WHAT THE EXERCISE ASKS
Begin at the line below that holds "query is: face" and end at the line that holds "query is: sneaker", transcribing each line exactly and skipping any picture.

INPUT FOR THIS TASK
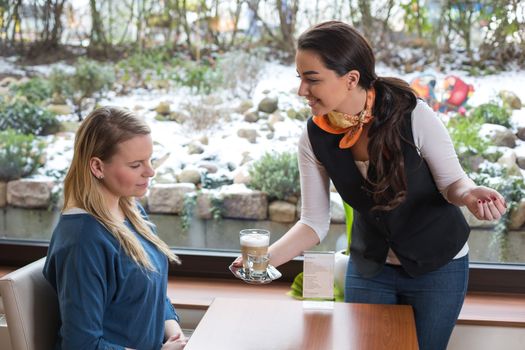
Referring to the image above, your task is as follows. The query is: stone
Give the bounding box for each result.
[236,100,253,114]
[7,179,54,209]
[244,111,259,123]
[220,187,268,220]
[147,183,195,214]
[47,104,72,115]
[177,168,202,185]
[237,128,258,143]
[155,101,171,115]
[509,198,525,230]
[196,191,219,220]
[497,151,522,176]
[517,156,525,170]
[489,128,517,148]
[197,161,218,174]
[268,200,296,223]
[187,142,204,155]
[516,127,525,141]
[498,90,522,110]
[257,97,278,114]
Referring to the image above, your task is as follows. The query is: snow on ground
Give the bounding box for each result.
[2,57,524,182]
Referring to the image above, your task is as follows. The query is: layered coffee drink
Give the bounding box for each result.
[240,229,270,272]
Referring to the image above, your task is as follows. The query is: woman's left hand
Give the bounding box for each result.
[161,334,188,350]
[461,186,507,221]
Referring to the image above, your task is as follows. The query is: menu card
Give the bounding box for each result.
[302,251,334,300]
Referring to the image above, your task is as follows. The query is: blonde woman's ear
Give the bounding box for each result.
[89,157,104,180]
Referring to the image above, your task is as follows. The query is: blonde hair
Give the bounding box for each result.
[63,106,180,270]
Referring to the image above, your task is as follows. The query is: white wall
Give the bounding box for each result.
[449,324,525,350]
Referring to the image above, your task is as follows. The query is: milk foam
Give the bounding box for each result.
[240,233,269,247]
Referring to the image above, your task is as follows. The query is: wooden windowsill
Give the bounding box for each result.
[167,276,525,328]
[2,267,524,327]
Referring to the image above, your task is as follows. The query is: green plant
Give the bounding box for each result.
[180,193,197,231]
[0,129,46,181]
[9,77,53,104]
[172,60,222,94]
[50,58,115,120]
[248,151,300,201]
[0,99,60,135]
[470,102,511,128]
[447,113,489,172]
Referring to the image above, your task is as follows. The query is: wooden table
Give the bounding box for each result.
[185,297,418,350]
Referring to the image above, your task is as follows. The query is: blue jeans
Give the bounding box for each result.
[345,255,469,350]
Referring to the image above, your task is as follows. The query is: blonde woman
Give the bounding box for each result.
[43,107,186,350]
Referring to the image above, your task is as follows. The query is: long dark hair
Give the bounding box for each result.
[298,21,417,210]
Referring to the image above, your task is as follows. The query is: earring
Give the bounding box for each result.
[98,175,104,180]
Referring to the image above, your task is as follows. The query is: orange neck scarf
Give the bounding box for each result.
[313,87,376,149]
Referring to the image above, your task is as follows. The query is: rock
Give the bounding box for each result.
[516,127,525,141]
[7,179,54,209]
[47,104,72,115]
[155,101,171,115]
[237,128,258,143]
[258,97,278,114]
[509,198,525,230]
[244,111,259,123]
[236,100,253,114]
[220,186,268,220]
[498,90,522,110]
[198,135,209,145]
[517,156,525,170]
[197,161,218,174]
[177,168,201,184]
[51,92,66,105]
[489,128,517,148]
[268,111,284,129]
[187,142,204,155]
[147,183,195,214]
[196,191,215,219]
[232,165,250,185]
[268,200,296,223]
[0,181,6,207]
[497,151,522,176]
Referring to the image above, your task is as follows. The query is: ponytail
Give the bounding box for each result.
[367,77,417,211]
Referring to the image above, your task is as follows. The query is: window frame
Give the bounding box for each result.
[1,240,524,294]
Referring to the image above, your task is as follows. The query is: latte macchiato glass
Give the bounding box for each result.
[239,229,270,273]
[247,253,270,278]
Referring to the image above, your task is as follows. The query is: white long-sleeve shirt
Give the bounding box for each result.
[298,100,469,263]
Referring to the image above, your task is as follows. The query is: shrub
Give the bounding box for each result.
[470,102,511,128]
[0,129,46,181]
[9,77,53,104]
[447,113,489,172]
[50,58,115,120]
[248,151,300,200]
[216,49,265,98]
[0,99,61,135]
[172,60,222,94]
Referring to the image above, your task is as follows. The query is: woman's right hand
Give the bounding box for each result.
[161,334,187,350]
[232,255,243,268]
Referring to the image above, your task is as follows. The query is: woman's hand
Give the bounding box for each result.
[461,186,507,221]
[232,255,243,268]
[161,334,188,350]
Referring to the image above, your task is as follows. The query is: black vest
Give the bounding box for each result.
[307,115,470,278]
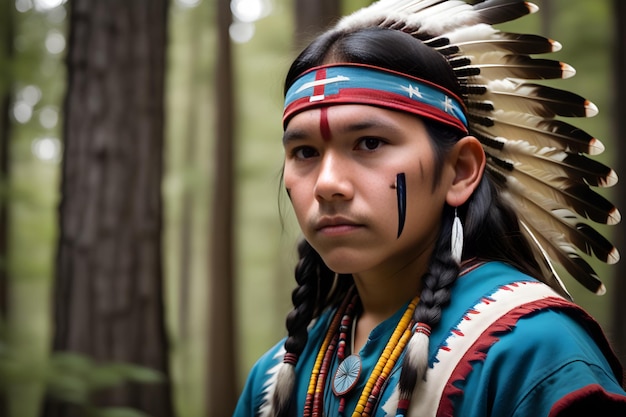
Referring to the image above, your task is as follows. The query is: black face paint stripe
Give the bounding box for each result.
[396,173,406,238]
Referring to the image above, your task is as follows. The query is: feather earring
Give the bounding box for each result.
[451,208,463,264]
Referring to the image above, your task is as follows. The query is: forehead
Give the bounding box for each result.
[283,104,427,142]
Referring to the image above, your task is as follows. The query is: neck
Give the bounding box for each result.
[353,249,428,314]
[353,274,421,320]
[350,254,427,352]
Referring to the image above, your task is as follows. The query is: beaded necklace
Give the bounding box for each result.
[303,286,419,417]
[303,286,354,417]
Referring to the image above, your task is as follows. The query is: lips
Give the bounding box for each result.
[314,216,363,235]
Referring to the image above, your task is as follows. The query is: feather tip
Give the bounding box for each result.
[526,2,539,14]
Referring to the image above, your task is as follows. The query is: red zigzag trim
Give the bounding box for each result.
[438,296,623,416]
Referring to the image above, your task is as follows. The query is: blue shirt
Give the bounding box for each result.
[234,262,626,416]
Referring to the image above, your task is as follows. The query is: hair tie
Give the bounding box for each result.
[283,352,299,366]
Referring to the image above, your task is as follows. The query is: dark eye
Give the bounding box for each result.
[356,137,384,151]
[293,146,319,159]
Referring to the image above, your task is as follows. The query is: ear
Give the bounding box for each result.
[445,136,486,207]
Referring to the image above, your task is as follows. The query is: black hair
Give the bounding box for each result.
[274,27,543,416]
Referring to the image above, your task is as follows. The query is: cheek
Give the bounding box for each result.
[282,163,301,195]
[402,160,443,221]
[283,171,310,218]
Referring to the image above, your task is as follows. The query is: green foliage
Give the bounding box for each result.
[46,353,164,405]
[93,408,151,417]
[0,329,163,417]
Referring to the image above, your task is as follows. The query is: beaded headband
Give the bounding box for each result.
[283,63,469,134]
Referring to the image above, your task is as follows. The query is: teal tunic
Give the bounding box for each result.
[233,262,626,416]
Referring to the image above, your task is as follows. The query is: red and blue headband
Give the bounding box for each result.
[283,63,469,134]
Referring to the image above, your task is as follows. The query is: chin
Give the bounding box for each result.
[318,252,368,275]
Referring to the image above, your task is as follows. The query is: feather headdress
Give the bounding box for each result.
[269,2,619,416]
[337,0,619,298]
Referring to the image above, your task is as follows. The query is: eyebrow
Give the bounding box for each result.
[282,129,310,145]
[283,117,403,145]
[341,119,401,134]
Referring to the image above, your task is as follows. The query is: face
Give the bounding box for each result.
[283,104,456,278]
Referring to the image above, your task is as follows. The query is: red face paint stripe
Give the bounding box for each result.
[320,107,331,141]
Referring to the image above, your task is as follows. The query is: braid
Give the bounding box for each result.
[414,208,460,327]
[283,240,322,357]
[398,206,460,401]
[271,239,336,417]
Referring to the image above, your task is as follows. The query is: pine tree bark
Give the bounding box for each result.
[207,0,237,414]
[46,0,174,416]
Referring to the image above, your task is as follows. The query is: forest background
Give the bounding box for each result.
[0,0,624,416]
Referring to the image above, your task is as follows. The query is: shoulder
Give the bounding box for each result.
[233,338,286,417]
[233,308,336,417]
[438,262,626,416]
[483,306,626,416]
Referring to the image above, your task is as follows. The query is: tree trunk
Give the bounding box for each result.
[294,0,341,46]
[611,0,626,385]
[0,3,14,416]
[45,0,174,416]
[207,0,237,415]
[0,0,14,322]
[178,0,202,347]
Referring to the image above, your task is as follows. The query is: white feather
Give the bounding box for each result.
[273,363,296,415]
[518,219,572,298]
[506,173,619,264]
[472,79,599,118]
[442,23,498,43]
[451,213,463,263]
[490,156,620,225]
[417,3,478,34]
[487,139,617,188]
[258,348,287,417]
[444,24,562,53]
[402,331,430,392]
[475,111,603,155]
[337,0,473,35]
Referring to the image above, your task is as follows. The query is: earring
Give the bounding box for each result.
[451,208,463,264]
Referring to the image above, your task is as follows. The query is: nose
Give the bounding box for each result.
[314,152,354,202]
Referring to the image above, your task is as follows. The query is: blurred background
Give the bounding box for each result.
[0,0,623,416]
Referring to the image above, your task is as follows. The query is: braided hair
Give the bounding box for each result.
[272,27,543,416]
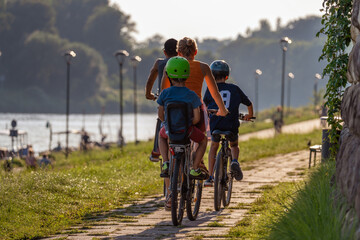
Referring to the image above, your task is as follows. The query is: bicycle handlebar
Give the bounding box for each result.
[207,109,256,121]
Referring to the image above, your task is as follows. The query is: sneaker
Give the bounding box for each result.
[160,162,169,178]
[190,168,206,180]
[231,160,243,181]
[204,176,214,187]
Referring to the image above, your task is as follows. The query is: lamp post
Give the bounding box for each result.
[114,50,129,147]
[130,56,142,144]
[287,72,294,115]
[314,73,322,114]
[254,69,262,116]
[64,50,76,158]
[279,37,292,126]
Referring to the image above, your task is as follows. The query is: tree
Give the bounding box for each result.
[52,0,108,42]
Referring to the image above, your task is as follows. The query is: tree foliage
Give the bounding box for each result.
[317,0,352,155]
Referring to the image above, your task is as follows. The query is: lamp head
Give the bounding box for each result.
[255,69,262,76]
[130,55,142,67]
[288,72,294,79]
[114,50,129,65]
[64,50,76,64]
[315,73,322,80]
[280,37,292,51]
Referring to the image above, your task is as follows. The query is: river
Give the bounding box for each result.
[0,113,158,154]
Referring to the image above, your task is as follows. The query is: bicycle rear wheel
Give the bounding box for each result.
[223,149,233,207]
[186,179,202,220]
[171,155,186,226]
[214,151,224,211]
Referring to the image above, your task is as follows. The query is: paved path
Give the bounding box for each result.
[239,118,321,141]
[44,150,309,240]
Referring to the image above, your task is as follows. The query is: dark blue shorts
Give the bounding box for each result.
[211,129,238,143]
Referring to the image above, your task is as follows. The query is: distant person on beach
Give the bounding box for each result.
[39,154,52,169]
[25,148,37,169]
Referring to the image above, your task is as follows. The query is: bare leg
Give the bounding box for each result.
[159,135,169,162]
[230,140,239,160]
[208,141,219,176]
[193,137,207,169]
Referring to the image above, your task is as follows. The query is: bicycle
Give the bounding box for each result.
[208,110,255,211]
[166,102,203,226]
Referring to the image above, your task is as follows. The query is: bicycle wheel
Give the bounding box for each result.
[214,151,224,211]
[171,155,186,226]
[223,149,233,207]
[186,178,202,220]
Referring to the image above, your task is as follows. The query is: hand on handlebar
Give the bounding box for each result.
[217,108,229,117]
[145,93,158,101]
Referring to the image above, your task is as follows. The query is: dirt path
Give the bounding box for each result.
[44,150,309,240]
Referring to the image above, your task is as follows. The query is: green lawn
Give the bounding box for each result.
[227,161,357,240]
[0,129,323,239]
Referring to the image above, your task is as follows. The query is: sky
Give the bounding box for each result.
[110,0,324,42]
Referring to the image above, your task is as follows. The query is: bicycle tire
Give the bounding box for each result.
[171,155,185,226]
[186,179,202,220]
[223,148,233,207]
[214,151,224,211]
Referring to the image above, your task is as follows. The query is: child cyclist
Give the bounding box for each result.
[203,60,254,186]
[157,56,208,209]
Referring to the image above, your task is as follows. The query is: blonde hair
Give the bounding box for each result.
[178,37,197,58]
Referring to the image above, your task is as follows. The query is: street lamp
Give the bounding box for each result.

EXERCISE ANSWER
Referring to the image above, your task is as follows. The query is: face
Give the bounding box for each result.
[283,104,456,278]
Referring to the image above, your task is as follows. The query is: red face paint stripe
Give the bounding box for each result.
[320,107,331,141]
Referring to the image above, your task is as follows. The query is: braid
Give the bounding box for each result.
[414,208,460,327]
[283,240,322,357]
[398,206,460,401]
[271,239,336,417]
Referring to the image above, your task is as follows. The query is: pine tree bark
Give the bounding box for each result.
[207,0,237,414]
[46,0,174,416]
Referring to the image above, your task is as follows. The query is: forest background
Give the bounding box for each result.
[0,0,624,416]
Referring to the image above, your task is as follows. The query is: shoulder
Give the bounding box for each result.
[233,338,286,417]
[233,308,336,417]
[438,262,626,416]
[483,306,626,416]
Referring to the image above, your task is as follows. The query is: tree trunk
Give the bounding box for each result.
[294,0,341,46]
[611,0,626,385]
[0,3,14,416]
[45,0,174,416]
[207,0,237,415]
[0,0,14,322]
[178,0,202,347]
Referring to the image above, your task is as follows. The query is: white feather
Give the bounding box for each result.
[273,363,296,415]
[518,219,572,298]
[506,173,619,264]
[472,79,599,118]
[442,23,498,43]
[451,213,463,263]
[490,156,620,225]
[417,3,478,34]
[487,139,617,188]
[258,348,287,417]
[444,24,562,53]
[402,331,430,392]
[475,111,603,155]
[337,0,473,35]
Referring to the image above, your task is as follows. The query is: earring
Give the bounding box for each result.
[451,208,463,264]
Referring to the image above, your task is as follows. The query is: nose
Give the bounding box for each result.
[314,152,354,202]
Referring to the image above, your task is as follows. The query is: blurred background
Give the bounding box for each result.
[0,0,623,416]
Referring to the image above, your task is as follows. The query is: braided hair
Give the bounding box for each result.
[272,27,543,416]
Referring to the image above, your task is as follows. The query is: bicycle handlebar
Give the bounding box for each result.
[207,109,256,121]
Referring to the image above, your task is as follows. The query is: sneaker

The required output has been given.